> [Source excerpt]
+ + + +

Enable remote nix builds #239

googleson78 · 2022-06-15T13:59:44Z

@layus said there are some new issues with this.

Also need to resolve all the TODOs and add tests.

Co-authored-by: Guillaume Maudoux <[email protected]>

layus · 2022-06-15T19:43:01Z

I would love feedback on this one. And maybe a test that uses nixbuild.net to ensure that it is at least usable.

As for the things that do not work, well

it is hard to specify the ENV_NIX_REMOTE_KEY_FILE when it is located in the repository. You need to expand %workspace% and bazel will not do that for environment variables, so you need wrapper script AFAIK.
The cache key needs special permissions for ssh to accept it, so that is another fixture that needs to happen in the wrapper.
The remote server is suddenly accessible to everyone, making it very insecure.
- We can maybe drop the ssh-ing part for now, and accept that the paths may get garbage collected.
This is mostly about remote nix execution, with the remote used as a cache. It may be beneficial to also setup a remote cache, but I do not know how these play together. And the commands we need here heavily depend on the architecture of the remote builders and the cache.

+ + + +

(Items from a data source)
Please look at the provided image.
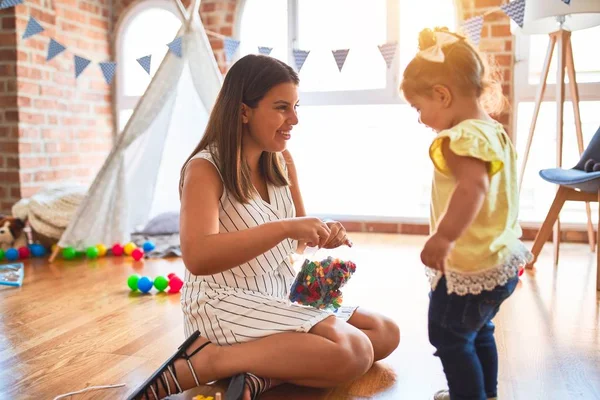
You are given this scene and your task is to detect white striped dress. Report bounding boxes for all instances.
[181,150,356,346]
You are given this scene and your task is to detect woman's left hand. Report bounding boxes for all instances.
[323,221,352,249]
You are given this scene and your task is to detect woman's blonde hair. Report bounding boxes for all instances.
[400,27,507,115]
[180,54,300,203]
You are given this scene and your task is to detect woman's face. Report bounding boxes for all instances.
[242,82,298,152]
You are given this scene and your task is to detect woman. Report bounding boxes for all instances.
[131,55,400,400]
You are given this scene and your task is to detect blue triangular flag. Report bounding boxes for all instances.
[167,36,183,58]
[377,42,398,68]
[46,39,66,61]
[23,17,44,39]
[223,38,240,62]
[75,56,90,78]
[258,46,273,56]
[0,0,23,10]
[331,49,350,72]
[500,0,525,28]
[463,15,483,46]
[137,54,152,75]
[100,61,117,85]
[294,49,310,72]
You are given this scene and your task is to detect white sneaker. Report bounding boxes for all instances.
[433,390,498,400]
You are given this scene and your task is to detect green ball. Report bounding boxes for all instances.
[154,276,169,292]
[63,247,76,260]
[85,246,100,258]
[127,275,140,292]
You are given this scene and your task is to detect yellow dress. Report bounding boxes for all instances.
[428,119,532,295]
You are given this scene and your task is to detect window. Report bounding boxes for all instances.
[239,0,456,221]
[515,27,600,225]
[116,0,181,132]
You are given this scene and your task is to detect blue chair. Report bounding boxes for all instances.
[531,128,600,291]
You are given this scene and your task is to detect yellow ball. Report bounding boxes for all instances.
[123,242,137,256]
[96,243,107,257]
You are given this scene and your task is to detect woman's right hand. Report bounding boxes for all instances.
[281,217,331,248]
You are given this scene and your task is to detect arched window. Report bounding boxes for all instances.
[115,0,181,132]
[238,0,457,221]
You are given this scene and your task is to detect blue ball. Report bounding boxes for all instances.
[4,248,19,261]
[144,241,156,253]
[138,276,154,293]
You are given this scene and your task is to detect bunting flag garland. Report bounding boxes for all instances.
[223,38,240,62]
[46,39,67,61]
[100,61,117,85]
[258,46,273,56]
[331,49,350,72]
[137,54,152,75]
[22,17,44,39]
[463,15,483,46]
[377,42,397,69]
[500,0,525,28]
[294,49,310,72]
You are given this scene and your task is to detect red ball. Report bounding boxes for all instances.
[19,246,31,258]
[112,243,123,256]
[169,276,183,293]
[131,247,144,261]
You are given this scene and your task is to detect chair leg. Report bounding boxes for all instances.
[527,186,571,268]
[596,189,600,291]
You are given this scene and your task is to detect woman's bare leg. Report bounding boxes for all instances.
[348,308,400,361]
[142,316,374,397]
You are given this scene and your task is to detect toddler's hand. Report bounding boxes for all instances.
[421,233,454,272]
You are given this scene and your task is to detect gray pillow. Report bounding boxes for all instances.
[137,211,179,235]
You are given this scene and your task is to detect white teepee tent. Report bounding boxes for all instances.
[50,0,222,261]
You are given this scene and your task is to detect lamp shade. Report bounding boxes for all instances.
[522,0,600,34]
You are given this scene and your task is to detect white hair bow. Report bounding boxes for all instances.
[417,32,460,63]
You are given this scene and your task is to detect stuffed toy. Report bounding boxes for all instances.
[0,215,27,250]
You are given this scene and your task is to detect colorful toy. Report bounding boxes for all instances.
[123,242,137,256]
[138,276,154,293]
[131,247,144,261]
[289,257,356,310]
[4,247,19,261]
[18,246,31,259]
[154,275,169,292]
[143,241,156,253]
[112,243,123,257]
[85,246,100,259]
[96,243,108,257]
[62,247,77,260]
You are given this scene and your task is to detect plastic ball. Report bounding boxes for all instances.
[137,276,154,293]
[131,248,144,261]
[112,243,123,256]
[143,241,156,253]
[169,276,183,293]
[4,247,19,261]
[123,242,137,256]
[127,274,140,292]
[85,246,99,259]
[62,247,77,260]
[154,276,169,292]
[96,243,108,257]
[19,246,31,259]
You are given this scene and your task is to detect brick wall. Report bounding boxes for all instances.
[458,0,514,137]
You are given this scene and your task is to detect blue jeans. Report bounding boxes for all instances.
[429,276,519,400]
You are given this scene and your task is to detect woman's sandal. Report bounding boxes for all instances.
[127,331,210,400]
[225,372,271,400]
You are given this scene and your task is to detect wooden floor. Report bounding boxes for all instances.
[0,234,600,400]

+ + + +

> [Task requirements]
• A. From the thread on remote nix builds, extract the passage starting at "The cache key" and ending at "and the cache.".
• B. Translate this sentence from the thread on remote nix builds into Spanish: "The remote server is suddenly accessible to everyone, making it very insecure."

> [Response list]
• A.
The cache key needs special permissions for ssh to accept it, so that is another fixture that needs to happen in the wrapper.
The remote server is suddenly accessible to everyone, making it very insecure.
- We can maybe drop the ssh-ing part for now, and accept that the paths may get garbage collected.
This is mostly about remote nix execution, with the remote used as a cache. It may be beneficial to also setup a remote cache, but I do not know how these play together. And the commands we need here heavily depend on the architecture of the remote builders and the cache.

• B. El servidor remoto de repente es accesible para todos, lo que lo vuelve muy inseguro.